Given instruction:
Recast every line of the records below as a numbered list, dropping any blank lines.

Records for this exercise:
━━━━━━━━━━━━━━━━━━━━━━━━━━━━━━
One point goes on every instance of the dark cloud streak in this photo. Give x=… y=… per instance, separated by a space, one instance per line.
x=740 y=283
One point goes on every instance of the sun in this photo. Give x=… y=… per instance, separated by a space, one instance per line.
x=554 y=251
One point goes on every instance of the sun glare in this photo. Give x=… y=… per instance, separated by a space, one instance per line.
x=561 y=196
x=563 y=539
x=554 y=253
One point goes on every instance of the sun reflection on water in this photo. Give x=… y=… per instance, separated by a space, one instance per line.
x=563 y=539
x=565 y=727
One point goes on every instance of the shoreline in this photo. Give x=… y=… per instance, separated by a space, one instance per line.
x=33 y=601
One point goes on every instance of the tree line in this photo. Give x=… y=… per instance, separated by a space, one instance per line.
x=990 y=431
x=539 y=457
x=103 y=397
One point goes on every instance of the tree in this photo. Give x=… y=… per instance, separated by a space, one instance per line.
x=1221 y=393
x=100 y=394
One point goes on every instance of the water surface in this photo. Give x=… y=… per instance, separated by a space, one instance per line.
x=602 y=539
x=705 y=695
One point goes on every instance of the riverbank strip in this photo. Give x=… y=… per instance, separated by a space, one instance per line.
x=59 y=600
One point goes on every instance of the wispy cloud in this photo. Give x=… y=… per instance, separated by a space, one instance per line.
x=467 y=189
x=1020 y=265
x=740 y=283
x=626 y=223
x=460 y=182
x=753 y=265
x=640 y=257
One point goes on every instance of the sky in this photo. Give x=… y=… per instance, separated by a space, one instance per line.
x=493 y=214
━━━━━━━━━━━━━━━━━━━━━━━━━━━━━━
The result:
1. One point goes on every instance of the dark cloud streak in this photo. Give x=… y=… per instance, separated by a space, one instance per line.
2. x=740 y=283
3. One point goes on every instance of the sun in this photo. Give x=… y=… per instance, separated by a space, one instance per line.
4. x=554 y=251
5. One point goes on every instance of the sun glare in this photo. Give x=… y=… per instance, separated by a space, one instance per line.
6. x=561 y=196
7. x=563 y=539
8. x=554 y=253
9. One point goes on every instance of the sun reflection on water in this photo. Give x=… y=… per instance, separated by a space, one instance per line.
10. x=563 y=539
11. x=565 y=727
12. One point goes on every instance of the shoreline in this photo. Give x=… y=… per instance, separated by a space, one instance per line.
13. x=33 y=601
14. One point goes on every instance of the tree line in this photo. Give x=… y=… per instance, separated by a space, one instance per line.
15. x=990 y=431
16. x=539 y=457
17. x=103 y=397
18. One point goes on every instance of the tree in this photo. Give x=… y=… per instance, separated by a space, one instance per line.
19. x=1221 y=393
20. x=100 y=394
21. One point goes on every instance of the water surface in this photo. Give x=… y=… per instance, separated by a space, one instance per line.
22. x=602 y=539
23. x=705 y=695
24. One point goes on every instance of the riverbank strip in this photo. Give x=… y=… per instance, separated by a space, one instance per line.
25. x=59 y=600
26. One point goes on every instance of the wispy cloud in this photo. Give x=… y=… per instance, separated by a space, one instance per line.
27. x=467 y=189
28. x=1020 y=265
29. x=740 y=283
30. x=626 y=223
31. x=460 y=182
32. x=753 y=265
33. x=640 y=257
34. One point goes on every instance of the sky in this photo. Give x=… y=… per instance, separated by a space, one instance per line.
35. x=493 y=214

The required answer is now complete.